ABOUT THIS TASK: No line of the records may be dropped; print them all again exactly.

*** GIVEN RECORDS Section Begins ***

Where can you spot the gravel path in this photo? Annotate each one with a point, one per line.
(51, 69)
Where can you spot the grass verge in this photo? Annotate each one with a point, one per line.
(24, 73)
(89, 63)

*** GIVEN RECORDS Section Ends ***

SOLUTION TO THE EXERCISE:
Where can you spot the gravel path in this photo? Annotate each one with a point, one per line.
(51, 69)
Where can you spot the grass verge in this photo? Annotate each one with a point, one per line.
(24, 73)
(89, 63)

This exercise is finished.